EXERCISE DETAILS: Across these entries, how many lines contain the word "ring"? Answer with only the number.

EXTRACTED RECORDS:
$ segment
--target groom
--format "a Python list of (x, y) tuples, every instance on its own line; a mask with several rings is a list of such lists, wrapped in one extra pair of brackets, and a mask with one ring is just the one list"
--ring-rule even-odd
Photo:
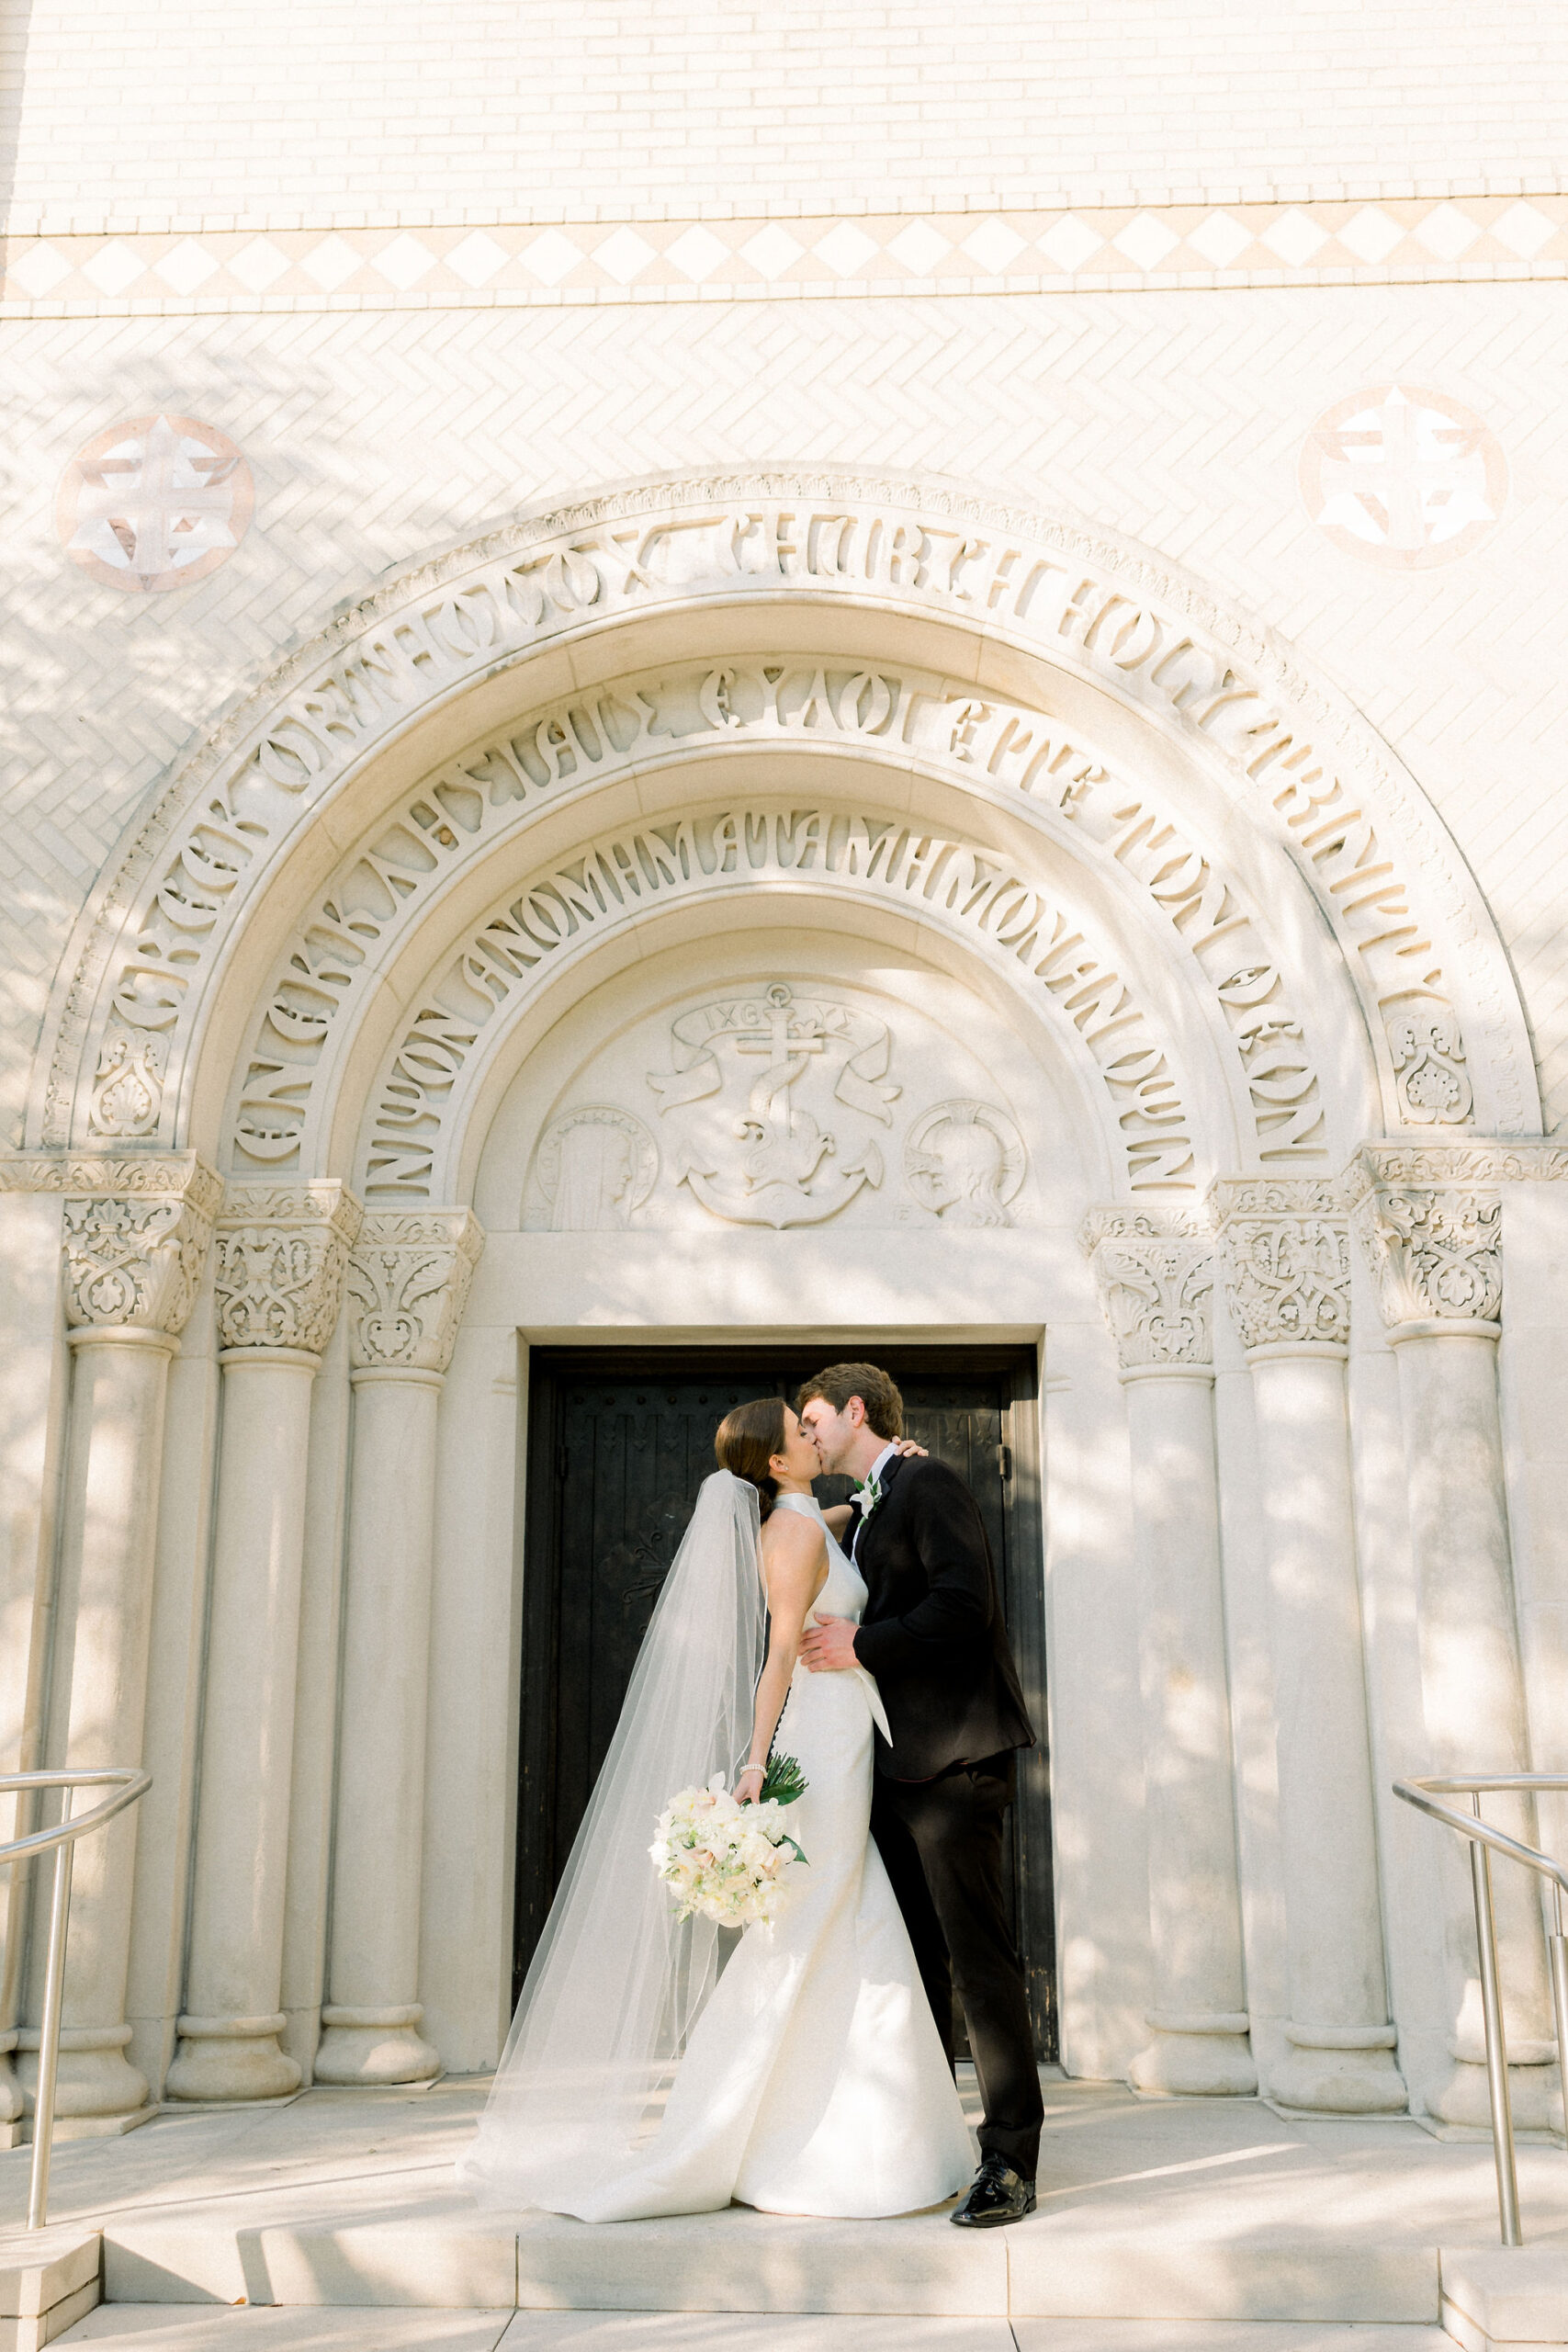
[(1043, 2108), (1023, 1971), (1002, 1897), (1013, 1751), (1032, 1747), (990, 1549), (974, 1496), (945, 1463), (900, 1457), (904, 1403), (871, 1363), (830, 1364), (796, 1409), (830, 1476), (861, 1480), (852, 1557), (859, 1626), (808, 1626), (814, 1674), (863, 1666), (893, 1732), (876, 1741), (871, 1827), (953, 2055), (956, 1984), (985, 2120), (980, 2169), (952, 2216), (996, 2229), (1034, 2210)]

ANSWER AREA: 2